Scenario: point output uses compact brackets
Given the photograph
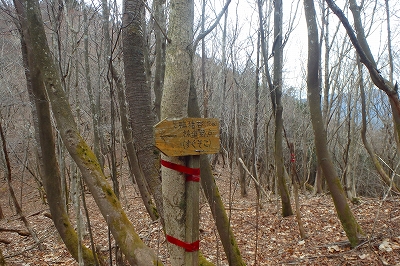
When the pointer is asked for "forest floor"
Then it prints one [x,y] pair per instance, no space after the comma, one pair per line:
[276,242]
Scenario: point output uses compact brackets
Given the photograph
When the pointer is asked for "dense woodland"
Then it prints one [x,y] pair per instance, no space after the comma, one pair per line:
[309,112]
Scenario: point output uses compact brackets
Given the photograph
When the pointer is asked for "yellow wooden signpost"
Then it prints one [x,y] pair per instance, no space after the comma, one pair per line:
[187,136]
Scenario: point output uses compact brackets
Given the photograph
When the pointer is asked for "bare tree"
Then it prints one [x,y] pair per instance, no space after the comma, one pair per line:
[349,223]
[122,229]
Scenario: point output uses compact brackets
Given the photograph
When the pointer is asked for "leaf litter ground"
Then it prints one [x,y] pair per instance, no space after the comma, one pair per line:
[263,236]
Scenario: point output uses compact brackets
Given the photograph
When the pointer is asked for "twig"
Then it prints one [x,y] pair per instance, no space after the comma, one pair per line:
[255,180]
[205,33]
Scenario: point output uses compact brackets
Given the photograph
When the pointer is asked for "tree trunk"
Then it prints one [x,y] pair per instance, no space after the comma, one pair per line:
[174,105]
[213,197]
[277,90]
[136,252]
[134,167]
[159,13]
[349,223]
[46,148]
[2,260]
[138,95]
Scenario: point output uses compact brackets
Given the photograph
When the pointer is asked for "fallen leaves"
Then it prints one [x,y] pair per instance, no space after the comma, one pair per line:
[267,239]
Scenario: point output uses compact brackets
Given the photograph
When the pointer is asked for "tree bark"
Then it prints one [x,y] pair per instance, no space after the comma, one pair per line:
[277,90]
[276,93]
[174,105]
[134,167]
[214,199]
[46,147]
[349,223]
[136,252]
[138,96]
[2,260]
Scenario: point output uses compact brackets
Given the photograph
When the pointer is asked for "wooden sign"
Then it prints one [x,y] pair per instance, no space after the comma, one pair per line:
[187,136]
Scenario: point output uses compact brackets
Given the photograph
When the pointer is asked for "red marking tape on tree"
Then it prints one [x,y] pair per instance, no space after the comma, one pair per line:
[189,247]
[193,174]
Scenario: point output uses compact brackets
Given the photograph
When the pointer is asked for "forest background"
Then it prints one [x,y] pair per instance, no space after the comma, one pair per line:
[247,66]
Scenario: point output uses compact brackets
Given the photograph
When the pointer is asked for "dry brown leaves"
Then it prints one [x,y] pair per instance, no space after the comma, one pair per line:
[275,242]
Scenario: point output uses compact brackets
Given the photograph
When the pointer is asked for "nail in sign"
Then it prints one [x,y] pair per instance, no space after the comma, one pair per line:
[187,136]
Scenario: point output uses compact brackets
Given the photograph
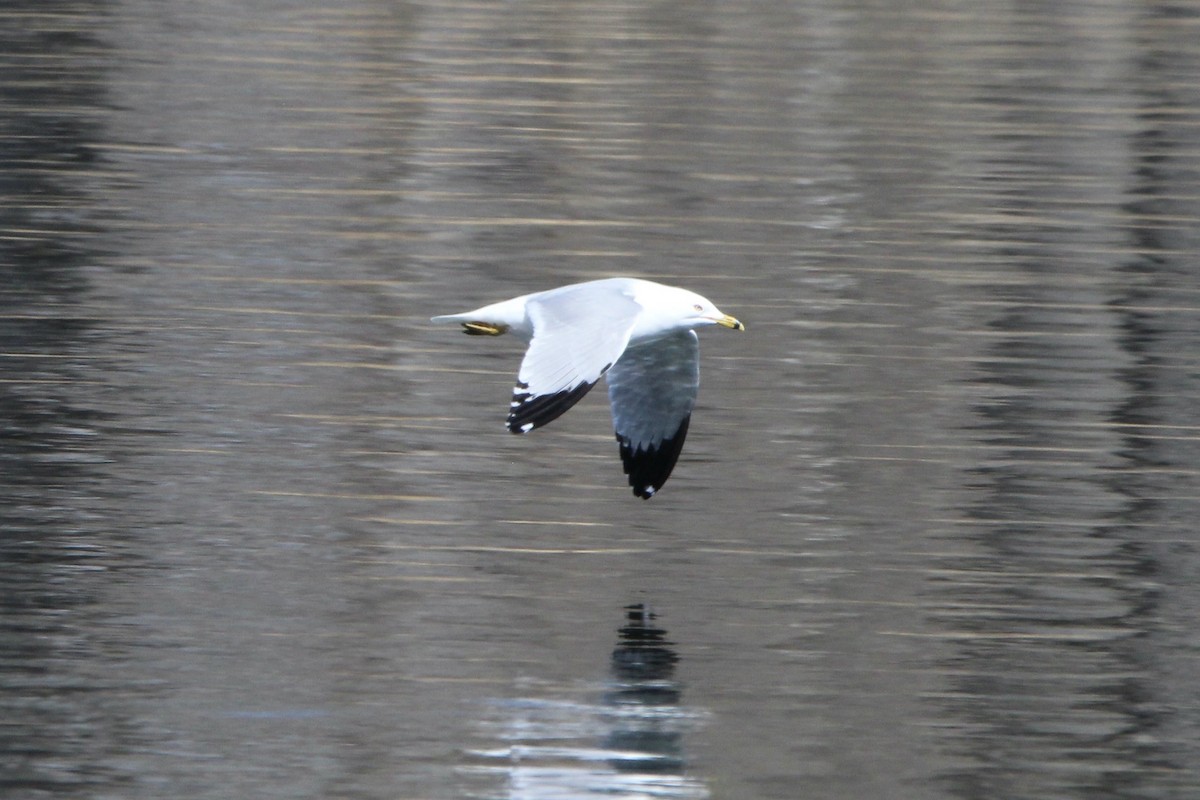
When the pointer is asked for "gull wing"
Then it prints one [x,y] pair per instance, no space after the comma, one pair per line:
[653,390]
[577,335]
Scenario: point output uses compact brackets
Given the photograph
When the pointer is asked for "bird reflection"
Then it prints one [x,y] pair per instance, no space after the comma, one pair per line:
[624,744]
[643,669]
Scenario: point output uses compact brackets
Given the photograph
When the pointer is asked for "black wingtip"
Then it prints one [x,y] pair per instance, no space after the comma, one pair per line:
[648,468]
[529,411]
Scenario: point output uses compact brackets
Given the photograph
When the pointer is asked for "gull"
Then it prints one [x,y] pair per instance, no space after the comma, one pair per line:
[637,335]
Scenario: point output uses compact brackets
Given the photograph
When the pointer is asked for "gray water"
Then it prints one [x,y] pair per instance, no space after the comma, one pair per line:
[263,534]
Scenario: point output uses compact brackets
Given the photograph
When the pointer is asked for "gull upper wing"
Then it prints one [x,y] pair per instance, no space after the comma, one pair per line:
[576,337]
[653,391]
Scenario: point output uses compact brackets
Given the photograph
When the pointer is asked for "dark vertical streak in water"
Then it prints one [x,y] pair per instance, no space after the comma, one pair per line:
[59,723]
[1158,419]
[1056,608]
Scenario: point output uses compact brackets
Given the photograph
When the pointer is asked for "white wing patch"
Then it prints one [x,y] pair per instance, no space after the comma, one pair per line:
[653,391]
[576,338]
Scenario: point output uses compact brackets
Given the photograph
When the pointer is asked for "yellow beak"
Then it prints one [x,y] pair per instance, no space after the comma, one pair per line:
[729,322]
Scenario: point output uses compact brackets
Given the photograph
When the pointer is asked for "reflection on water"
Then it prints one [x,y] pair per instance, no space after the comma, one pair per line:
[943,545]
[628,745]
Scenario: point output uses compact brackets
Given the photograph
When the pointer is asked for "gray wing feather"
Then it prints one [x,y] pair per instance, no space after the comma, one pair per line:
[653,390]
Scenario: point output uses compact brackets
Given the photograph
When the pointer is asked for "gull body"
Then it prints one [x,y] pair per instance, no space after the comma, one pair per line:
[639,335]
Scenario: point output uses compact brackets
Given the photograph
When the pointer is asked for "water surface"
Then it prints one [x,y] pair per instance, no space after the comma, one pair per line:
[931,535]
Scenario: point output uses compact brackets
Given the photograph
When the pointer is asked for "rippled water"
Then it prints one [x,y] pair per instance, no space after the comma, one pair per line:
[263,534]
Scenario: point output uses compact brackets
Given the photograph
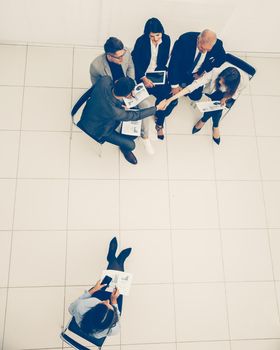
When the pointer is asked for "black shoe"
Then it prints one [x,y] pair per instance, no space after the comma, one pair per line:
[158,128]
[130,157]
[218,140]
[123,255]
[195,130]
[113,246]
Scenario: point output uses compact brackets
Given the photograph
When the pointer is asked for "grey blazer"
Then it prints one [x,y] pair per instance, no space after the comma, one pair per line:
[100,67]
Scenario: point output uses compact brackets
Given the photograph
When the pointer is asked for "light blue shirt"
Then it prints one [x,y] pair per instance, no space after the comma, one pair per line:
[83,304]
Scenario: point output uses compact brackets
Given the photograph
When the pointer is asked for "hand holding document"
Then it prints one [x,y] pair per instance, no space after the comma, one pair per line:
[120,280]
[139,94]
[209,106]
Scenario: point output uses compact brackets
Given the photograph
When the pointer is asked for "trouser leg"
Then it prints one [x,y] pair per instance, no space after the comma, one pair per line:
[216,117]
[147,103]
[125,142]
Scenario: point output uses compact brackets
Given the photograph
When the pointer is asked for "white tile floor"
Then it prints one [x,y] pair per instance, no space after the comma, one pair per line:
[203,220]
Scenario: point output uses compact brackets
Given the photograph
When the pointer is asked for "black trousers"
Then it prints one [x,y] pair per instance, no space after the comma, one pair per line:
[215,115]
[125,142]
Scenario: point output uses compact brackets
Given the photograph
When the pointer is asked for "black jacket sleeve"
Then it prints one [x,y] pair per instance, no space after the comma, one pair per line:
[140,58]
[163,53]
[215,58]
[175,63]
[136,115]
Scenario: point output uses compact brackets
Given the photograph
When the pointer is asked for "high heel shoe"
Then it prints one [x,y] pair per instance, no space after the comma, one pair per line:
[159,128]
[195,130]
[217,140]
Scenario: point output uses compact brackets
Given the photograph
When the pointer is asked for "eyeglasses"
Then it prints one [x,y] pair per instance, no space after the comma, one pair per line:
[118,57]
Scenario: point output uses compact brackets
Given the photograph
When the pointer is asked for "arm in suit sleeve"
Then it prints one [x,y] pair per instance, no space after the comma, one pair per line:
[126,115]
[130,69]
[175,64]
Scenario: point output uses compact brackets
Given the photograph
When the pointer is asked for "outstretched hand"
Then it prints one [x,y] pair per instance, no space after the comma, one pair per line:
[161,106]
[97,287]
[114,296]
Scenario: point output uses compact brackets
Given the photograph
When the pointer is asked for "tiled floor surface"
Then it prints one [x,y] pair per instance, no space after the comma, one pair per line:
[203,220]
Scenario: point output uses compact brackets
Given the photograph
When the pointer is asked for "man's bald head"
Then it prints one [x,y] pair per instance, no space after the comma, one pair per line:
[206,40]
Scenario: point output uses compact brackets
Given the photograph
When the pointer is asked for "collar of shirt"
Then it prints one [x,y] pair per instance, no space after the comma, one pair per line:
[201,60]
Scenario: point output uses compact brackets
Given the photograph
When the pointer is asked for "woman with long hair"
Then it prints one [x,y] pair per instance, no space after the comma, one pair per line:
[151,53]
[95,317]
[221,84]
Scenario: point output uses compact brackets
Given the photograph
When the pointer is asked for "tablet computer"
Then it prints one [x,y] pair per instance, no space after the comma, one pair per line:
[157,77]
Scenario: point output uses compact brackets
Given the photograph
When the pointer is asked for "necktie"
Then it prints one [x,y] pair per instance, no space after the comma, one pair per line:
[196,60]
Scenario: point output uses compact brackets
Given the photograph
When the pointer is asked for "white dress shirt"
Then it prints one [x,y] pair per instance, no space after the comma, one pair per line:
[82,305]
[201,60]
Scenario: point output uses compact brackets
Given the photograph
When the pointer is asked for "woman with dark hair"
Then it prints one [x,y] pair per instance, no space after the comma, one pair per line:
[221,84]
[101,318]
[151,53]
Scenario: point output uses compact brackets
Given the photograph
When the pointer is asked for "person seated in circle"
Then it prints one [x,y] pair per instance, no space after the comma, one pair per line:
[95,317]
[150,54]
[221,84]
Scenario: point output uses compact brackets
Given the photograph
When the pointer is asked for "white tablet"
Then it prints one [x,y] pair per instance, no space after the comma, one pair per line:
[157,77]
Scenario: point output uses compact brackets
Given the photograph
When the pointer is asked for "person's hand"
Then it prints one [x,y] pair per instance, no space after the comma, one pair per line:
[114,296]
[175,91]
[223,101]
[196,75]
[161,106]
[168,101]
[147,82]
[97,287]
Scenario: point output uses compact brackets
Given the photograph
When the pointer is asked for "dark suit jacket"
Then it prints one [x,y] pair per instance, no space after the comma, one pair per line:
[103,112]
[183,55]
[141,55]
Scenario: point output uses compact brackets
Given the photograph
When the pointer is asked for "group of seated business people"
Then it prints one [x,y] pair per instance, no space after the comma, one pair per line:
[194,69]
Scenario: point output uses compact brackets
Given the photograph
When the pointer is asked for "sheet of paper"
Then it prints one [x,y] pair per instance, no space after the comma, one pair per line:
[209,106]
[121,280]
[132,128]
[139,93]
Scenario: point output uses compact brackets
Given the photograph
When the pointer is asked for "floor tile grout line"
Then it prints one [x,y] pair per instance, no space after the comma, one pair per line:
[144,229]
[221,245]
[221,282]
[67,214]
[137,180]
[171,243]
[204,341]
[14,208]
[168,134]
[266,215]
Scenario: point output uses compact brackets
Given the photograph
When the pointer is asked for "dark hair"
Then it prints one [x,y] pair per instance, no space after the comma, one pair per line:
[98,319]
[124,86]
[231,78]
[112,45]
[153,25]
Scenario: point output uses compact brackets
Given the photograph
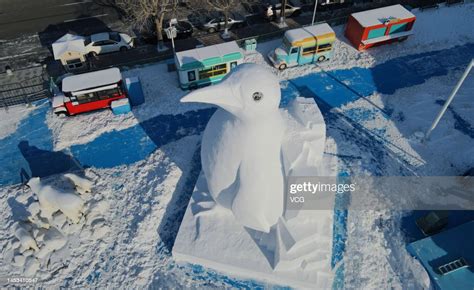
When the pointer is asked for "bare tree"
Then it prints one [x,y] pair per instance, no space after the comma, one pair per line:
[142,12]
[225,7]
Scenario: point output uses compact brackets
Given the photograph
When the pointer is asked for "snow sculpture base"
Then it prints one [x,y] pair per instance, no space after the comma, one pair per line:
[210,236]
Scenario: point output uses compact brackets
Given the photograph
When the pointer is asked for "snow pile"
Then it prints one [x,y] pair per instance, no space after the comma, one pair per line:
[54,215]
[52,200]
[11,118]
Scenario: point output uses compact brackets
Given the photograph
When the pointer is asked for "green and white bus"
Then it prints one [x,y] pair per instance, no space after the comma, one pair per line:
[207,65]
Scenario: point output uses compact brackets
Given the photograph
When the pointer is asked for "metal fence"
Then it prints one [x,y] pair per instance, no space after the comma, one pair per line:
§
▸ WHAT YOU ARE ASKED TO DO
Gather every line of the items above that contains the string "floor". Case counts.

▸ OUTPUT FOR THIS TASK
When the pointer is asked for "forest floor"
When the pointer is asked for "white tile floor"
When the pointer is asked for "tiled floor surface"
When the pointer is asked for "floor tile grout line"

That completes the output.